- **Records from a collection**
____
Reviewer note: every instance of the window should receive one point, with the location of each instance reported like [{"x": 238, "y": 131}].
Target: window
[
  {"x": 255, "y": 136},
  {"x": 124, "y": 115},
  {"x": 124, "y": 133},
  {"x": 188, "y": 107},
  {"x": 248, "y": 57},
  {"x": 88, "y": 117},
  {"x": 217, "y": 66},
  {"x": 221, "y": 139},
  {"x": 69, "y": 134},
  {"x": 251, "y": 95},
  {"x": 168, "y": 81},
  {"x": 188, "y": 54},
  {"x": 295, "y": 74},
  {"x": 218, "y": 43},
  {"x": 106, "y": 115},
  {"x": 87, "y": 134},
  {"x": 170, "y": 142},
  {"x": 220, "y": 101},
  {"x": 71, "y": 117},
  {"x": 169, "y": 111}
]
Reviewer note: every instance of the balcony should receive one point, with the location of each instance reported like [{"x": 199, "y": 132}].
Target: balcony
____
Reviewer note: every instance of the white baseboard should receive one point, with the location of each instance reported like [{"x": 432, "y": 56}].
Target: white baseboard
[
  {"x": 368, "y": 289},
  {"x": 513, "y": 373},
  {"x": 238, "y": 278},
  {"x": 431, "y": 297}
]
____
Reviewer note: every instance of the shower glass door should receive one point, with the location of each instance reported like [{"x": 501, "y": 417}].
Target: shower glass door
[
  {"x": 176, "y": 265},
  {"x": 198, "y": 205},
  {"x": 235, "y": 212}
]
____
- **Your task**
In the data above, start at the line that has "Target: window", stop after the line that has "Target: balcony", and print every line in between exactly as it stands.

- **Output below**
Target: window
[
  {"x": 255, "y": 136},
  {"x": 124, "y": 115},
  {"x": 124, "y": 133},
  {"x": 188, "y": 107},
  {"x": 248, "y": 57},
  {"x": 88, "y": 117},
  {"x": 217, "y": 66},
  {"x": 221, "y": 139},
  {"x": 69, "y": 134},
  {"x": 251, "y": 95},
  {"x": 168, "y": 81},
  {"x": 188, "y": 54},
  {"x": 295, "y": 74},
  {"x": 218, "y": 43},
  {"x": 106, "y": 115},
  {"x": 87, "y": 134},
  {"x": 170, "y": 142},
  {"x": 220, "y": 101},
  {"x": 71, "y": 117},
  {"x": 169, "y": 111}
]
Reviewer note: every instance of the balcony should receive one point, with the location of each instance reported like [{"x": 199, "y": 132}].
Target: balcony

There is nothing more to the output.